* Start *

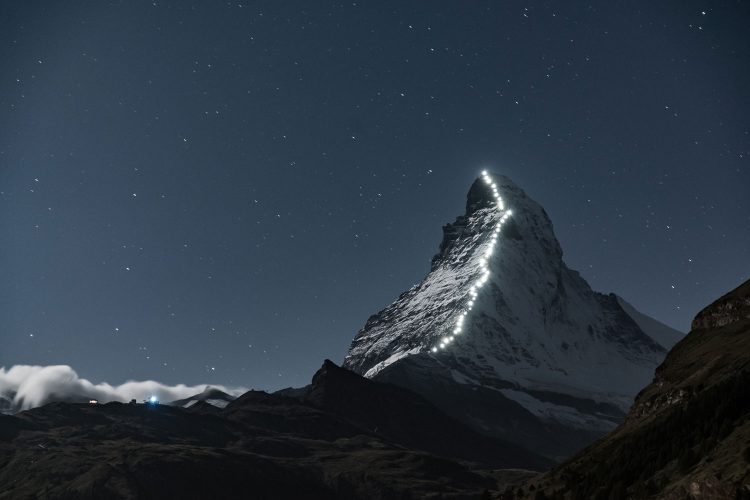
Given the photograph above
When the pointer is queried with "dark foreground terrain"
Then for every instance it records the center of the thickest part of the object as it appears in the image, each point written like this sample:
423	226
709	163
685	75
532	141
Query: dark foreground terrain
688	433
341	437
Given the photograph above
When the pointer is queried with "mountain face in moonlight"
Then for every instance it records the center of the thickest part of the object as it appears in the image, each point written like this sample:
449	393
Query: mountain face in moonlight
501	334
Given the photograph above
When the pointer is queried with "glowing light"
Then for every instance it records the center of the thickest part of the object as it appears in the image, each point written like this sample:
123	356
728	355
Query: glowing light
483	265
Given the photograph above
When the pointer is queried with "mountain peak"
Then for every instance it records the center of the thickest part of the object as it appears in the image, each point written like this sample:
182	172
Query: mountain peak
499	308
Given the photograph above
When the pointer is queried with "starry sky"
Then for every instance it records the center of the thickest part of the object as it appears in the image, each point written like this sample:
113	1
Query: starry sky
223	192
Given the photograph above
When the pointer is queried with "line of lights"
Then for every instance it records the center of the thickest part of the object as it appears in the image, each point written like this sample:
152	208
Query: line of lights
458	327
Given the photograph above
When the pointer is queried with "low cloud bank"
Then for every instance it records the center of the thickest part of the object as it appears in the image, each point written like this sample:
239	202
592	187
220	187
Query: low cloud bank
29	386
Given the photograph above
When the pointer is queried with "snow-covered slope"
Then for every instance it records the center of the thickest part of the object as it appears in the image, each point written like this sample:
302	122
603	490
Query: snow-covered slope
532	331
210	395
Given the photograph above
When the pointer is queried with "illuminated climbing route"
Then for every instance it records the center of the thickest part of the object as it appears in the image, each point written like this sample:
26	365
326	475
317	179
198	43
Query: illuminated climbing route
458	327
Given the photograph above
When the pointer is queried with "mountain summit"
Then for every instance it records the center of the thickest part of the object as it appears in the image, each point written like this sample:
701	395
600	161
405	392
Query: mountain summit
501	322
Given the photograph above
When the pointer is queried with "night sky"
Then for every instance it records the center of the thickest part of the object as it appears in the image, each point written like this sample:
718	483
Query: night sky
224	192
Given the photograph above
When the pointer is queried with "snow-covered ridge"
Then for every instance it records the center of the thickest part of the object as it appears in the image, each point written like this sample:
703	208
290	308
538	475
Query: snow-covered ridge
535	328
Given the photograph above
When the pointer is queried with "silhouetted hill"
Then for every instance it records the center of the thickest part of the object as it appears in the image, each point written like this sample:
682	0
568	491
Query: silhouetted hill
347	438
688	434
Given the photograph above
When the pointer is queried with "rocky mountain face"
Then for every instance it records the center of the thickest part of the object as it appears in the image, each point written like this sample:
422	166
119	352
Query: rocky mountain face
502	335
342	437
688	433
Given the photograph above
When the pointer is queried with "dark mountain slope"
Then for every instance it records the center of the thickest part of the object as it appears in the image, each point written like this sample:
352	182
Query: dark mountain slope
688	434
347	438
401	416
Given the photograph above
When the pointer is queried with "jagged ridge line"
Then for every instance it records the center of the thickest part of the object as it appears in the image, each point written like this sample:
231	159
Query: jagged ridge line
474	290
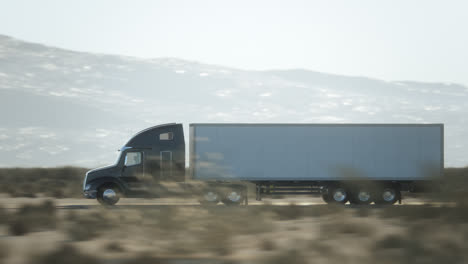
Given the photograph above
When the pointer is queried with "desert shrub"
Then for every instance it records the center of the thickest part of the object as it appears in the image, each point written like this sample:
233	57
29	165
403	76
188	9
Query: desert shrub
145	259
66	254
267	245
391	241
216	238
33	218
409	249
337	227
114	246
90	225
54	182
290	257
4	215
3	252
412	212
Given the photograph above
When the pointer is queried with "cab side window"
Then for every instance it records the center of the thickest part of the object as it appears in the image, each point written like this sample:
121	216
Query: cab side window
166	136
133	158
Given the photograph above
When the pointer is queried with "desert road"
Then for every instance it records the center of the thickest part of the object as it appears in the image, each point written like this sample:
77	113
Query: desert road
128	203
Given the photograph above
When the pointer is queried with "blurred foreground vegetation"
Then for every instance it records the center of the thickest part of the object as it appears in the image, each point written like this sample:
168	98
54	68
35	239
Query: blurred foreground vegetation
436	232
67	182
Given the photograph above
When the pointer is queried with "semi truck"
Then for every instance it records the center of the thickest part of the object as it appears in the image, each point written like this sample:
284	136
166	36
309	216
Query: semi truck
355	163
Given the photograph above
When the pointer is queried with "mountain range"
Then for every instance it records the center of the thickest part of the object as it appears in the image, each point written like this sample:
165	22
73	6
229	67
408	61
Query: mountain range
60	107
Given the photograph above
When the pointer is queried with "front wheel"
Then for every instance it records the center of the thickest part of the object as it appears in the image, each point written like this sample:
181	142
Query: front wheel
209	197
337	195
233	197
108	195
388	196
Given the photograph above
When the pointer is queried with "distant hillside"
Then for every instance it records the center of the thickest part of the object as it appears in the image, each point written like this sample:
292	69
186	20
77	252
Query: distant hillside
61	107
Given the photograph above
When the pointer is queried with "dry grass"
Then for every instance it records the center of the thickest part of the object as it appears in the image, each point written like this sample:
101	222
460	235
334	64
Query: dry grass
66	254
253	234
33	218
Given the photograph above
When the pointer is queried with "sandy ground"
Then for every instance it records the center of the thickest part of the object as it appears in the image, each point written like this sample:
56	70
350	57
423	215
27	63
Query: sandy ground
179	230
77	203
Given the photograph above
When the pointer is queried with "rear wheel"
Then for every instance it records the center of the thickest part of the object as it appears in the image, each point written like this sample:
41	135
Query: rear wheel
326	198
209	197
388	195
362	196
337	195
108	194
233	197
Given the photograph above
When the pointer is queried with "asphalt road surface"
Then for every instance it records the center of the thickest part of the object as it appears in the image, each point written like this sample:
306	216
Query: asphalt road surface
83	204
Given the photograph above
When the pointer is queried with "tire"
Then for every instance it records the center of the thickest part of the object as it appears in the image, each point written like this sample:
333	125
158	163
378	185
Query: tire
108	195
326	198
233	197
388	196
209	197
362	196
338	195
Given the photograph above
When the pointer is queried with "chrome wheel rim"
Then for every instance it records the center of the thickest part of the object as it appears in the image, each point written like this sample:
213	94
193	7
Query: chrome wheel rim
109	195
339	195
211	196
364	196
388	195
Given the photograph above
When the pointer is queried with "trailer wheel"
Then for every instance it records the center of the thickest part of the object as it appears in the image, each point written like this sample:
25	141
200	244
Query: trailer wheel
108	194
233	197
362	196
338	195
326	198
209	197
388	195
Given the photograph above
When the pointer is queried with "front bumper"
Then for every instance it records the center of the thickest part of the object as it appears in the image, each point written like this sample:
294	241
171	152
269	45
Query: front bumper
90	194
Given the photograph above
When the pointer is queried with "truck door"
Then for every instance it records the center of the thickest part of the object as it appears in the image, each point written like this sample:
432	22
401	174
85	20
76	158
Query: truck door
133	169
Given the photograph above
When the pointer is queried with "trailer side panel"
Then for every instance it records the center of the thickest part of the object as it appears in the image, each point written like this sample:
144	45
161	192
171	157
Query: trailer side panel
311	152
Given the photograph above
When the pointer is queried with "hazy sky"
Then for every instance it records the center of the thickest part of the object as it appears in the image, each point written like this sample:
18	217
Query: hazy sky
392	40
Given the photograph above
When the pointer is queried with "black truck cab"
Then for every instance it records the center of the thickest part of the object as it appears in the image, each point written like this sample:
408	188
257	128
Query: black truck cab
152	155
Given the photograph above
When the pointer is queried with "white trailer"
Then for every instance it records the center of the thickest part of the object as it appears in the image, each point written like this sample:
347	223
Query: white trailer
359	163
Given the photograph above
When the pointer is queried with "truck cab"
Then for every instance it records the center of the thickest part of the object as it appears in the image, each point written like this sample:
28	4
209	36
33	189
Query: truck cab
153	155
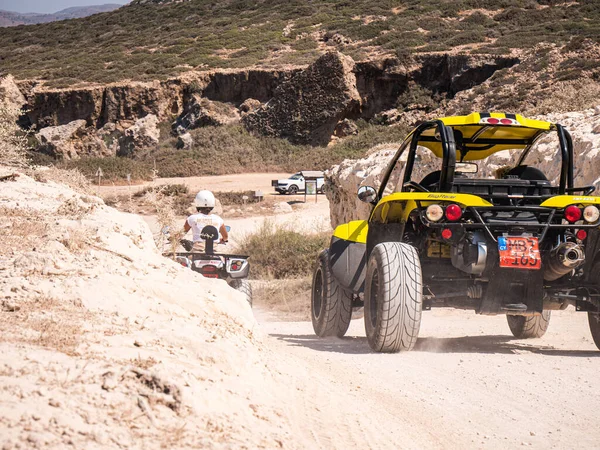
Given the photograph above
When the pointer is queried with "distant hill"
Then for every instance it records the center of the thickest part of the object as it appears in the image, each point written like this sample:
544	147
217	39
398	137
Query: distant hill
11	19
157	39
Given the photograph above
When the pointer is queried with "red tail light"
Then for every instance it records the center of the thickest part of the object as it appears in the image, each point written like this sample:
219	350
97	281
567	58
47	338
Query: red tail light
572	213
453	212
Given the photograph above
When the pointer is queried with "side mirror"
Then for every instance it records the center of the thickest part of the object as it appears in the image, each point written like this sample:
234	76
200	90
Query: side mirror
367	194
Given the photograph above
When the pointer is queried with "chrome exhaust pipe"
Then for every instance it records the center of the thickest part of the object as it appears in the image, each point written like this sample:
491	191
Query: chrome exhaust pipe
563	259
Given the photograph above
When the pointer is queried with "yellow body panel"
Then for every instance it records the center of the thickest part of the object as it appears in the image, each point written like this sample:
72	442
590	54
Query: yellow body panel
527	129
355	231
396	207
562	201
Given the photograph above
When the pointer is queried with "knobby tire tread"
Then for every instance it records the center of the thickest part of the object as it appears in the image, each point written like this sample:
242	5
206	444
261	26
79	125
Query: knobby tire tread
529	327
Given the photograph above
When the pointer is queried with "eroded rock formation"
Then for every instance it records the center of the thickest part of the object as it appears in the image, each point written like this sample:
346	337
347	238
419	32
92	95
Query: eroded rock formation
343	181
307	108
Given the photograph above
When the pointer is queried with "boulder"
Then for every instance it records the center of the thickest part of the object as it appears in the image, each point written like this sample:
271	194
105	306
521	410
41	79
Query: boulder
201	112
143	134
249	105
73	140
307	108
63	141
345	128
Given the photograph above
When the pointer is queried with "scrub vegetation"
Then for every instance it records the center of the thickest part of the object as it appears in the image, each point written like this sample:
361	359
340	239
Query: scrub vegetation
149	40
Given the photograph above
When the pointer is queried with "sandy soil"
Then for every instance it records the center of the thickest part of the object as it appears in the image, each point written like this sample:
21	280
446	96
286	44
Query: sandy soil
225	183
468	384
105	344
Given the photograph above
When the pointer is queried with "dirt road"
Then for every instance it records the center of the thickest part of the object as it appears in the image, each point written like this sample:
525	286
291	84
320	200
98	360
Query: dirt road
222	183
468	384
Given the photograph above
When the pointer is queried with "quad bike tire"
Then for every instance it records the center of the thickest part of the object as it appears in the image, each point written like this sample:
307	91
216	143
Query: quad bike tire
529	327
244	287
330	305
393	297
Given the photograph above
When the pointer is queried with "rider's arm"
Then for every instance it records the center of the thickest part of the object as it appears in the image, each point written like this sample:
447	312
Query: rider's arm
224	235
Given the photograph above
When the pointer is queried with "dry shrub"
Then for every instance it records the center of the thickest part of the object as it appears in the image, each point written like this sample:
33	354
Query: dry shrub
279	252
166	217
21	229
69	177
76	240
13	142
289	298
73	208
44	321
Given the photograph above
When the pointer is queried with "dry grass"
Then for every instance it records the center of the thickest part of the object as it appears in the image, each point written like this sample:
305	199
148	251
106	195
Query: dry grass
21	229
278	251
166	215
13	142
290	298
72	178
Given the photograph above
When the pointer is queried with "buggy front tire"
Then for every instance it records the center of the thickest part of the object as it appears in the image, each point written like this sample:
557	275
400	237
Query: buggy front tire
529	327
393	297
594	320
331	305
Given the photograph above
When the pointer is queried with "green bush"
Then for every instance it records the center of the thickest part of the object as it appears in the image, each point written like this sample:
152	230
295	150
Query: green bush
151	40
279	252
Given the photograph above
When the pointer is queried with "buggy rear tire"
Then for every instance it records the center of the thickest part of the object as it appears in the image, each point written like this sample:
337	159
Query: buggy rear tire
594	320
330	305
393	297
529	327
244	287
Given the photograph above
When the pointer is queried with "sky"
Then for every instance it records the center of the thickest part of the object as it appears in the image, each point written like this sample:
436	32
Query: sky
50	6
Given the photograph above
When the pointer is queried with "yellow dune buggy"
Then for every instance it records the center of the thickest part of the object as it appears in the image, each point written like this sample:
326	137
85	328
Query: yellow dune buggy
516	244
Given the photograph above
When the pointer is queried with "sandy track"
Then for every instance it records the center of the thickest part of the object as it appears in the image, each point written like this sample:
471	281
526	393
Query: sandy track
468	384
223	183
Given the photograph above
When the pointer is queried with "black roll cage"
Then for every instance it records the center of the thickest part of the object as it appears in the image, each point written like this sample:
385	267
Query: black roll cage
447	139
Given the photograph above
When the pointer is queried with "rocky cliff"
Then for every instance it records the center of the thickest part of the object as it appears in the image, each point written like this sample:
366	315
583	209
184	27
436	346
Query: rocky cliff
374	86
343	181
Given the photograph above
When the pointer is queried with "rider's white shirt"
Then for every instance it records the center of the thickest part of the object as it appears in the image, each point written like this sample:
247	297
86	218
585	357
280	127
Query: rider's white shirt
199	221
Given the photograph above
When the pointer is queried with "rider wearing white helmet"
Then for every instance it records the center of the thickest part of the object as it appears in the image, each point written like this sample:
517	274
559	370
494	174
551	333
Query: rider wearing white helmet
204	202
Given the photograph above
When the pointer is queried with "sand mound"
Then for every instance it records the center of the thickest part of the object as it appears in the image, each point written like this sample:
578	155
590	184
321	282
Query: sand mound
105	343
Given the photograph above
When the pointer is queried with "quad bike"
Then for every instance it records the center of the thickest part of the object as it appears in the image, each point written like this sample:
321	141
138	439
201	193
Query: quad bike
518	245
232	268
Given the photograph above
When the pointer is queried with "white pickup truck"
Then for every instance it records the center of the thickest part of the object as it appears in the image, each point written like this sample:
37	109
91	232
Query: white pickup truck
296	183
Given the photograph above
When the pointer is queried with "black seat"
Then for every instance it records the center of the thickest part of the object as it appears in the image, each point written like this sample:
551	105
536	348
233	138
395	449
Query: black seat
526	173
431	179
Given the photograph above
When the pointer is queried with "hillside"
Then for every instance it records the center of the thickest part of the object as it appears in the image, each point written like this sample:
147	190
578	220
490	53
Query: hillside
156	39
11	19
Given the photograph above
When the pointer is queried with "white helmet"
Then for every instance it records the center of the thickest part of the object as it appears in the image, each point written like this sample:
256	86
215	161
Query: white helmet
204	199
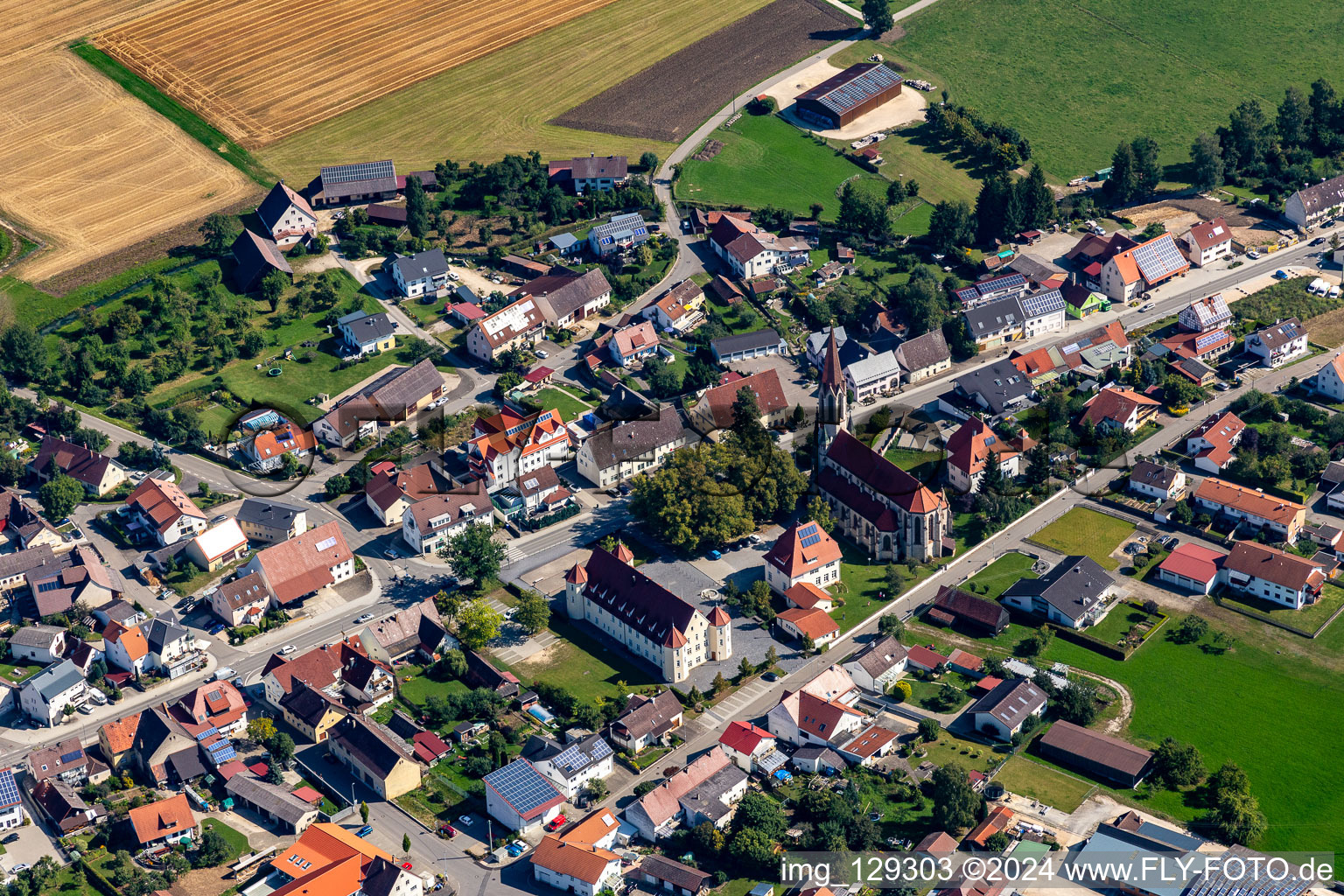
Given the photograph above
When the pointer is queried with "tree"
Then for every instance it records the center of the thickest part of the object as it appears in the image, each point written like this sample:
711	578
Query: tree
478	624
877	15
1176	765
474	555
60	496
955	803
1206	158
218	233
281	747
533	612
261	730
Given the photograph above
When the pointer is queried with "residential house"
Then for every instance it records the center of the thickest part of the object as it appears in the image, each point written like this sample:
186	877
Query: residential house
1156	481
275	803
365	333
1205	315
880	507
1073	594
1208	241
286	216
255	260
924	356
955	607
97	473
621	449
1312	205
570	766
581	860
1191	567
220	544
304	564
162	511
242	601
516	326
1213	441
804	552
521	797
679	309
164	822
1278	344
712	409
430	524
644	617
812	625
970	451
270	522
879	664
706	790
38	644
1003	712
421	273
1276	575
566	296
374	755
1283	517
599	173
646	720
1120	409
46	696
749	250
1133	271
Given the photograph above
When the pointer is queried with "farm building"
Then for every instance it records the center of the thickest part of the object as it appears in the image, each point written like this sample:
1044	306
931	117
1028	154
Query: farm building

* End *

Work to do
Locate every line in the entries above that contains the string "bike", matching case exactly, and copy each such line in full.

Exercise response
When the pointer is queried with "quad bike tire"
Query: quad bike tire
When the pointer is queried with "quad bike"
Query: quad bike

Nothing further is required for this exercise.